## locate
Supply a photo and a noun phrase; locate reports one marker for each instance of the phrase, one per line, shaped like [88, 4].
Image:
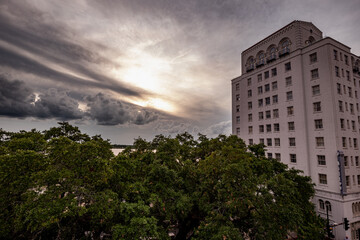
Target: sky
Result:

* **Exercise details**
Write out the items again with "marker" switched to "dot" and everything else left the same. Leave the pictures out of your answer.

* **Solution to this exercise**
## locate
Supply a photo and a noun phrase; locate reports one dot for each instance of the phrase, one per line, shaped like [88, 4].
Image:
Target: sky
Result:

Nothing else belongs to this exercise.